EXERCISE » At the line containing "Query: tunnel vanishing point", begin retyping, and continue word for word until the records below run out.

DATASET CONTENT »
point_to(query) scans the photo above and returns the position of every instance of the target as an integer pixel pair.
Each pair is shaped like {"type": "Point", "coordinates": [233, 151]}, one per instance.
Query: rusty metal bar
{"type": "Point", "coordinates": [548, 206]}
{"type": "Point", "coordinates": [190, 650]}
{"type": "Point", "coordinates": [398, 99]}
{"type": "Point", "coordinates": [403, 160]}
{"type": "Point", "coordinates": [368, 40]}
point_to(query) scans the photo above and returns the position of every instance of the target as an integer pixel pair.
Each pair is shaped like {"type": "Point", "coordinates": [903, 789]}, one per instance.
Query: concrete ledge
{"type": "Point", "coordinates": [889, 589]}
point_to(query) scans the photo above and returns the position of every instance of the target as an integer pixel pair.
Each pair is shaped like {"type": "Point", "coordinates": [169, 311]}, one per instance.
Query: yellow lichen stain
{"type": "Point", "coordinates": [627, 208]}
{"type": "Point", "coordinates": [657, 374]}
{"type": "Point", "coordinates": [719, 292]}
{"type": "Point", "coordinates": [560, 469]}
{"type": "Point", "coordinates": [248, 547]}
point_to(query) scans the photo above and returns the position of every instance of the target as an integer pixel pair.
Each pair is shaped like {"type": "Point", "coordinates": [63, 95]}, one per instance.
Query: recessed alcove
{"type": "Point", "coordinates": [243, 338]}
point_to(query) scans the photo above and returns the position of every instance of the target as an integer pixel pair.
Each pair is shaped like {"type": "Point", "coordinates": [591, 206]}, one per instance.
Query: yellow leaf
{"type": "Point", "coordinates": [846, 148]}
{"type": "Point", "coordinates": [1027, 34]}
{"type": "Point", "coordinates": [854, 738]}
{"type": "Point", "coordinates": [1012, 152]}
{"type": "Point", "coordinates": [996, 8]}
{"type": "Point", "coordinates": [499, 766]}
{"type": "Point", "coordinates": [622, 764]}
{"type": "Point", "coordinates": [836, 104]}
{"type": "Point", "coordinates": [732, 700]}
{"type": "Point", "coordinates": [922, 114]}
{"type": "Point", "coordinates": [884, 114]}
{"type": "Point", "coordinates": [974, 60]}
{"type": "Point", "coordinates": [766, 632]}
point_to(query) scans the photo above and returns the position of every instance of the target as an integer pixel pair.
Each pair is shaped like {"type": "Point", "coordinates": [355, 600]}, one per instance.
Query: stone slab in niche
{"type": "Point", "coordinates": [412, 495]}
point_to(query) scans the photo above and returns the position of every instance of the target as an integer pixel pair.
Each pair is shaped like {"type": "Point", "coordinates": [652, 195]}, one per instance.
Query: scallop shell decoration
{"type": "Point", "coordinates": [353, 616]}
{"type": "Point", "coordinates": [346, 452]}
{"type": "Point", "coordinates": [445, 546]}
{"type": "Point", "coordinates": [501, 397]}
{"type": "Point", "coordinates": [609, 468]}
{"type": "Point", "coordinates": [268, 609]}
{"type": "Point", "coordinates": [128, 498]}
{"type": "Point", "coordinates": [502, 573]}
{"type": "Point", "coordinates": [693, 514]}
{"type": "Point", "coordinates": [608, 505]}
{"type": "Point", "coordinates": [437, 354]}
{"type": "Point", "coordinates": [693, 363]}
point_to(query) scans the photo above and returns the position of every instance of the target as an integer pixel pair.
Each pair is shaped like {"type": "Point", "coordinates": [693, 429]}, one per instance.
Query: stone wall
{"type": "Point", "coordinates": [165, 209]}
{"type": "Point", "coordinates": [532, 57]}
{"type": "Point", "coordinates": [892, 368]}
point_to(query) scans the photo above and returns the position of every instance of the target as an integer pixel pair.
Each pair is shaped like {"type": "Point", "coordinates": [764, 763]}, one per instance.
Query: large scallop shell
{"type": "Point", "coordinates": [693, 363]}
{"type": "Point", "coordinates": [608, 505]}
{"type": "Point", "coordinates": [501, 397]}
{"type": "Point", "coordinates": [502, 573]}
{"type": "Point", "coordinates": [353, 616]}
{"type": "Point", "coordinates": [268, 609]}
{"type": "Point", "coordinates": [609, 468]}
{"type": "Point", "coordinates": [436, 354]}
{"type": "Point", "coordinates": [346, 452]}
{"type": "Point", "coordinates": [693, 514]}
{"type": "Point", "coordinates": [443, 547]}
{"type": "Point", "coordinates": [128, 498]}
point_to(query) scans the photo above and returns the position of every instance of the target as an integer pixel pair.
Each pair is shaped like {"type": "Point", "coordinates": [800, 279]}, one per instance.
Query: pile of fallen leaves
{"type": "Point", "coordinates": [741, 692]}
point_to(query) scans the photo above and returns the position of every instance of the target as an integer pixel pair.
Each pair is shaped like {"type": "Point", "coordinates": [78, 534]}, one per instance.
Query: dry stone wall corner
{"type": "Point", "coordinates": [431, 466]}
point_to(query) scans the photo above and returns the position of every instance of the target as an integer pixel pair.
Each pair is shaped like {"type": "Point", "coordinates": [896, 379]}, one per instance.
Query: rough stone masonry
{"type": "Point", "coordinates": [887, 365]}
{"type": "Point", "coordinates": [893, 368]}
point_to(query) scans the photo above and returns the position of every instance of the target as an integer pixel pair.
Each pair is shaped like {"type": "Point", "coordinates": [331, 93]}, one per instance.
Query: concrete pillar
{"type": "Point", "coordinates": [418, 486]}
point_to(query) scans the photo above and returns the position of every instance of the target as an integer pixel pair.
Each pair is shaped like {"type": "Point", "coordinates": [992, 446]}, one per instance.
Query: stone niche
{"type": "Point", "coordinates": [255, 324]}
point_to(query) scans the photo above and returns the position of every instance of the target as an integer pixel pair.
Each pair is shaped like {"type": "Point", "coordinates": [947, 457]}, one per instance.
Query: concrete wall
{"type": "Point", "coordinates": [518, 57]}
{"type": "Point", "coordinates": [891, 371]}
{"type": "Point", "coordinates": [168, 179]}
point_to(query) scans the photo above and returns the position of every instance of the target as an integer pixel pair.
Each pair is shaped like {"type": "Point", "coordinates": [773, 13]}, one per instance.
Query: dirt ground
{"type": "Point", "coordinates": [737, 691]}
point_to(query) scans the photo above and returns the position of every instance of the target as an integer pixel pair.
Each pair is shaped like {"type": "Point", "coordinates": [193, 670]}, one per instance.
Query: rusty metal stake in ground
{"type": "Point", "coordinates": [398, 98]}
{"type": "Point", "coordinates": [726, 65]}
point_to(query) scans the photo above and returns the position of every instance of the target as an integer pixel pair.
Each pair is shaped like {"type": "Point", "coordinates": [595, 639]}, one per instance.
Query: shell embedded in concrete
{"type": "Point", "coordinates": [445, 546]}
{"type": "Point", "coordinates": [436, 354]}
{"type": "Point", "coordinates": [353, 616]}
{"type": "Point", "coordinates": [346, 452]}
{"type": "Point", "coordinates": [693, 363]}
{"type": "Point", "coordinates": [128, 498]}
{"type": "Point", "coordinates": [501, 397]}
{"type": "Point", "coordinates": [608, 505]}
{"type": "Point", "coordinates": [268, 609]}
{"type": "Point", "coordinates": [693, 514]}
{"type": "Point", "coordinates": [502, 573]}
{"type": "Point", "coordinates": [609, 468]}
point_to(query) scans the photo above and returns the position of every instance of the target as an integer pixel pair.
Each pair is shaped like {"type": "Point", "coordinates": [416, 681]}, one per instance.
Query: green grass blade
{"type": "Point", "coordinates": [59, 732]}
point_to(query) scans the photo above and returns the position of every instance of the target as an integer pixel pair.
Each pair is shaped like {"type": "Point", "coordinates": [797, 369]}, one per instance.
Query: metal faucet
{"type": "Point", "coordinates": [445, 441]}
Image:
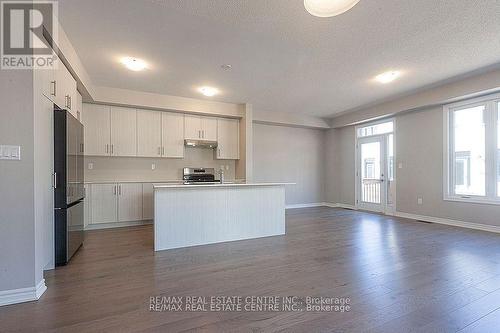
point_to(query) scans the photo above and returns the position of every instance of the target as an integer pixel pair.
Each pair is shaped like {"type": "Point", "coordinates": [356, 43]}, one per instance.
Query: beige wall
{"type": "Point", "coordinates": [139, 169]}
{"type": "Point", "coordinates": [340, 165]}
{"type": "Point", "coordinates": [419, 147]}
{"type": "Point", "coordinates": [290, 154]}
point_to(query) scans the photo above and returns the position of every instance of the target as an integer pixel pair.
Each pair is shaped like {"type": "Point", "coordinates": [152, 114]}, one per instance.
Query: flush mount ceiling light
{"type": "Point", "coordinates": [208, 91]}
{"type": "Point", "coordinates": [388, 77]}
{"type": "Point", "coordinates": [328, 8]}
{"type": "Point", "coordinates": [134, 64]}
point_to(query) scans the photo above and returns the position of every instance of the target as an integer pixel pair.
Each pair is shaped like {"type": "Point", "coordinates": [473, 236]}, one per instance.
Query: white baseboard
{"type": "Point", "coordinates": [346, 206]}
{"type": "Point", "coordinates": [99, 226]}
{"type": "Point", "coordinates": [22, 295]}
{"type": "Point", "coordinates": [321, 204]}
{"type": "Point", "coordinates": [455, 223]}
{"type": "Point", "coordinates": [316, 204]}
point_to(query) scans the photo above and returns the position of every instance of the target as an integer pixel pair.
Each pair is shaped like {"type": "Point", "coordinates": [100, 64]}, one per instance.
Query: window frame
{"type": "Point", "coordinates": [492, 106]}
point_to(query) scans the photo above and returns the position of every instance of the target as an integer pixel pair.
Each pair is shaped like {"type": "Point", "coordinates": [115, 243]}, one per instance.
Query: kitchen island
{"type": "Point", "coordinates": [189, 215]}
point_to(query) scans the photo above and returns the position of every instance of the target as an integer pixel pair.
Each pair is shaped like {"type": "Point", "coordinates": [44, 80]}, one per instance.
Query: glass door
{"type": "Point", "coordinates": [372, 174]}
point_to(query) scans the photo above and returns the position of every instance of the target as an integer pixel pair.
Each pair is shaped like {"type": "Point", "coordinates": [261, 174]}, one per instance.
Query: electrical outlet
{"type": "Point", "coordinates": [10, 153]}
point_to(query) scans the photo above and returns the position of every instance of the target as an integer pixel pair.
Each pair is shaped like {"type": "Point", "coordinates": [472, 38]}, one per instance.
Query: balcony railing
{"type": "Point", "coordinates": [371, 190]}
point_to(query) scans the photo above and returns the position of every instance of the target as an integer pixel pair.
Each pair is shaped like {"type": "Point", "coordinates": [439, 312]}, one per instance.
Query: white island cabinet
{"type": "Point", "coordinates": [189, 215]}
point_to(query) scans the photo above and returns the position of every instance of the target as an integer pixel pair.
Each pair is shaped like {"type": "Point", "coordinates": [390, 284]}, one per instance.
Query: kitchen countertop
{"type": "Point", "coordinates": [227, 184]}
{"type": "Point", "coordinates": [177, 182]}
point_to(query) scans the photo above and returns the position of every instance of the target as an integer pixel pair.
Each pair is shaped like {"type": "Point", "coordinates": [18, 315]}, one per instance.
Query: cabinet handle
{"type": "Point", "coordinates": [53, 92]}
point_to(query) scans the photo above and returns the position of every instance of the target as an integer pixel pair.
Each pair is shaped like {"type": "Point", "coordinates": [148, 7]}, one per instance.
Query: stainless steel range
{"type": "Point", "coordinates": [199, 176]}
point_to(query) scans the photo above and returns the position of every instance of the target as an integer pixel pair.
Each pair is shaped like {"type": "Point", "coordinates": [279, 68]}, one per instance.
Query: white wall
{"type": "Point", "coordinates": [17, 226]}
{"type": "Point", "coordinates": [290, 154]}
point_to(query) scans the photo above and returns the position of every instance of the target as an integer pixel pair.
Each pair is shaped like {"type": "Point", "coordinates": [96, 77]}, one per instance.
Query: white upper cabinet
{"type": "Point", "coordinates": [209, 128]}
{"type": "Point", "coordinates": [97, 124]}
{"type": "Point", "coordinates": [65, 89]}
{"type": "Point", "coordinates": [149, 133]}
{"type": "Point", "coordinates": [172, 134]}
{"type": "Point", "coordinates": [200, 128]}
{"type": "Point", "coordinates": [78, 107]}
{"type": "Point", "coordinates": [123, 131]}
{"type": "Point", "coordinates": [228, 133]}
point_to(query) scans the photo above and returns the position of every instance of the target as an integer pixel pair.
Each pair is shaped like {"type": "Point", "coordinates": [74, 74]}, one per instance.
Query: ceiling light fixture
{"type": "Point", "coordinates": [134, 64]}
{"type": "Point", "coordinates": [388, 77]}
{"type": "Point", "coordinates": [208, 91]}
{"type": "Point", "coordinates": [328, 8]}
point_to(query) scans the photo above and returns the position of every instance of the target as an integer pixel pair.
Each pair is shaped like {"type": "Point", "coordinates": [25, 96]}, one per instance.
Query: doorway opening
{"type": "Point", "coordinates": [375, 170]}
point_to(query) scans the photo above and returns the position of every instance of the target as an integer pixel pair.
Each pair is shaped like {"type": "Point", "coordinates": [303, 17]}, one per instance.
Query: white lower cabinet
{"type": "Point", "coordinates": [104, 203]}
{"type": "Point", "coordinates": [118, 203]}
{"type": "Point", "coordinates": [129, 202]}
{"type": "Point", "coordinates": [147, 201]}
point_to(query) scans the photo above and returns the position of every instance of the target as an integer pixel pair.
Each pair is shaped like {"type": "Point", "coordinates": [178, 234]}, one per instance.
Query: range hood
{"type": "Point", "coordinates": [200, 143]}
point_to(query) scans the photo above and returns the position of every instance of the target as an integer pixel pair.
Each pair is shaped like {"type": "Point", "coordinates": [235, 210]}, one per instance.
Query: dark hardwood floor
{"type": "Point", "coordinates": [400, 275]}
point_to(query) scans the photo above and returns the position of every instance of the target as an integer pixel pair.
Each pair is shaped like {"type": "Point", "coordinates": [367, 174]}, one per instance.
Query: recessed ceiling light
{"type": "Point", "coordinates": [208, 91]}
{"type": "Point", "coordinates": [134, 64]}
{"type": "Point", "coordinates": [388, 77]}
{"type": "Point", "coordinates": [328, 8]}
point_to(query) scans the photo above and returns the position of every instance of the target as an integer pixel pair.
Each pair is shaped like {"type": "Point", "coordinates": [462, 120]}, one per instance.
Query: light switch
{"type": "Point", "coordinates": [10, 152]}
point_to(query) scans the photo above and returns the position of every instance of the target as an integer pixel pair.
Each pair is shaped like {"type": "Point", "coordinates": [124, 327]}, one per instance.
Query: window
{"type": "Point", "coordinates": [376, 129]}
{"type": "Point", "coordinates": [473, 151]}
{"type": "Point", "coordinates": [370, 168]}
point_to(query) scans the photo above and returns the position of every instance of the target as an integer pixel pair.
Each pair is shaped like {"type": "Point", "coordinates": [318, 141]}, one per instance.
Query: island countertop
{"type": "Point", "coordinates": [228, 184]}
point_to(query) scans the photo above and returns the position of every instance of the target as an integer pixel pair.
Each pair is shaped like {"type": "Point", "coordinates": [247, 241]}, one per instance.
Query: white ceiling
{"type": "Point", "coordinates": [283, 58]}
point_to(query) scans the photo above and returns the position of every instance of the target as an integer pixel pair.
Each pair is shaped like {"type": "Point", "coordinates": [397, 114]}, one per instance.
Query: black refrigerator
{"type": "Point", "coordinates": [69, 192]}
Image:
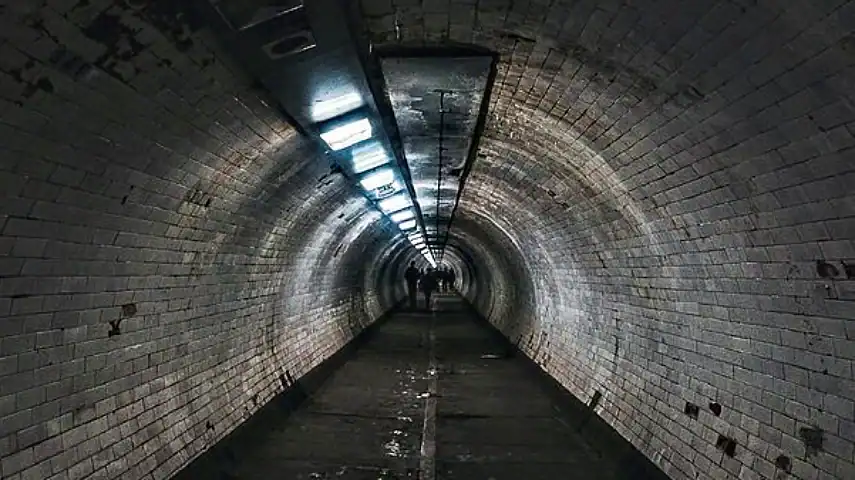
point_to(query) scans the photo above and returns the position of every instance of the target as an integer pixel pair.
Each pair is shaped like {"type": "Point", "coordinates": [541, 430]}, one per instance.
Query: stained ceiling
{"type": "Point", "coordinates": [437, 101]}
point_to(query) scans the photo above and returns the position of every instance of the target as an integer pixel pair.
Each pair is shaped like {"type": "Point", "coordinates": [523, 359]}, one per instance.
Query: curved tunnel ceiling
{"type": "Point", "coordinates": [661, 212]}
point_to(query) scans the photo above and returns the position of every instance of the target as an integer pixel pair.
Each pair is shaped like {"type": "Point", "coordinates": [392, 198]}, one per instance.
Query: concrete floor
{"type": "Point", "coordinates": [487, 418]}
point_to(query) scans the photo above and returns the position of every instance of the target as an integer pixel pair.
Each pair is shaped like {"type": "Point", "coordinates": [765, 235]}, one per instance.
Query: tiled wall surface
{"type": "Point", "coordinates": [676, 181]}
{"type": "Point", "coordinates": [169, 248]}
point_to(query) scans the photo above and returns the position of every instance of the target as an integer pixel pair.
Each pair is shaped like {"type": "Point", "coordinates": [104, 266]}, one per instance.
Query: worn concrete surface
{"type": "Point", "coordinates": [496, 418]}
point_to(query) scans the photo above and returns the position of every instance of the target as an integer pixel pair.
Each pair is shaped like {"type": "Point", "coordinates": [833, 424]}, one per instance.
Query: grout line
{"type": "Point", "coordinates": [427, 465]}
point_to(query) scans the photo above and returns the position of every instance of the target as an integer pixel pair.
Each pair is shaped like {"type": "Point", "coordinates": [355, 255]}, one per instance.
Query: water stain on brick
{"type": "Point", "coordinates": [726, 445]}
{"type": "Point", "coordinates": [692, 410]}
{"type": "Point", "coordinates": [784, 463]}
{"type": "Point", "coordinates": [812, 438]}
{"type": "Point", "coordinates": [129, 309]}
{"type": "Point", "coordinates": [115, 328]}
{"type": "Point", "coordinates": [826, 270]}
{"type": "Point", "coordinates": [715, 408]}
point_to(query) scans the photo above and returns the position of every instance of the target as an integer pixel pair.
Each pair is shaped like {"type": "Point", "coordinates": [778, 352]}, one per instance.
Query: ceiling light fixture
{"type": "Point", "coordinates": [347, 134]}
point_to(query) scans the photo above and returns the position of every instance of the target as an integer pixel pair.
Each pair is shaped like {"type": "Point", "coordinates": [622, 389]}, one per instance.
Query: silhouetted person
{"type": "Point", "coordinates": [428, 284]}
{"type": "Point", "coordinates": [412, 276]}
{"type": "Point", "coordinates": [445, 279]}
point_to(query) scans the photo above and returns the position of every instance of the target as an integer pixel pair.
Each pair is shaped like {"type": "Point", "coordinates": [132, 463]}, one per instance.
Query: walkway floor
{"type": "Point", "coordinates": [487, 418]}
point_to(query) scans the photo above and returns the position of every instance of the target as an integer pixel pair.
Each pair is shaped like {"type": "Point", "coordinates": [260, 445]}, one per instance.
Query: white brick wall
{"type": "Point", "coordinates": [666, 176]}
{"type": "Point", "coordinates": [157, 191]}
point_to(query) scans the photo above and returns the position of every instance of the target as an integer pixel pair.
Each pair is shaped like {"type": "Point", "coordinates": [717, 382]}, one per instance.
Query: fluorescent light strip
{"type": "Point", "coordinates": [402, 215]}
{"type": "Point", "coordinates": [367, 158]}
{"type": "Point", "coordinates": [348, 134]}
{"type": "Point", "coordinates": [395, 203]}
{"type": "Point", "coordinates": [378, 179]}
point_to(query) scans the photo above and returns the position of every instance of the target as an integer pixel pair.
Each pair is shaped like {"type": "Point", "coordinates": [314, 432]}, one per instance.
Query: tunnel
{"type": "Point", "coordinates": [649, 206]}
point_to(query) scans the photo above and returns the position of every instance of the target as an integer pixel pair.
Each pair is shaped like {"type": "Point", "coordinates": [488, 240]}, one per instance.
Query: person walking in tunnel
{"type": "Point", "coordinates": [428, 285]}
{"type": "Point", "coordinates": [412, 275]}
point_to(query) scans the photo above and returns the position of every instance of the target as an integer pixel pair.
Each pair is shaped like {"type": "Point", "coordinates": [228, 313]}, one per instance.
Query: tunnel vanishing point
{"type": "Point", "coordinates": [653, 201]}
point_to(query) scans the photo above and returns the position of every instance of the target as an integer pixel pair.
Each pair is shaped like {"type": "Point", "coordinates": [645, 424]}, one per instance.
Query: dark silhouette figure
{"type": "Point", "coordinates": [412, 276]}
{"type": "Point", "coordinates": [428, 284]}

WRITTEN ANSWER »
Query: tunnel vanishing point
{"type": "Point", "coordinates": [653, 201]}
point_to(query) scans the photo above and returns the position of every instance of the target as an integer pixel pair.
Each pair is shaped like {"type": "Point", "coordinates": [645, 424]}, one per instance.
Query: dark silhouette figure
{"type": "Point", "coordinates": [412, 276]}
{"type": "Point", "coordinates": [428, 284]}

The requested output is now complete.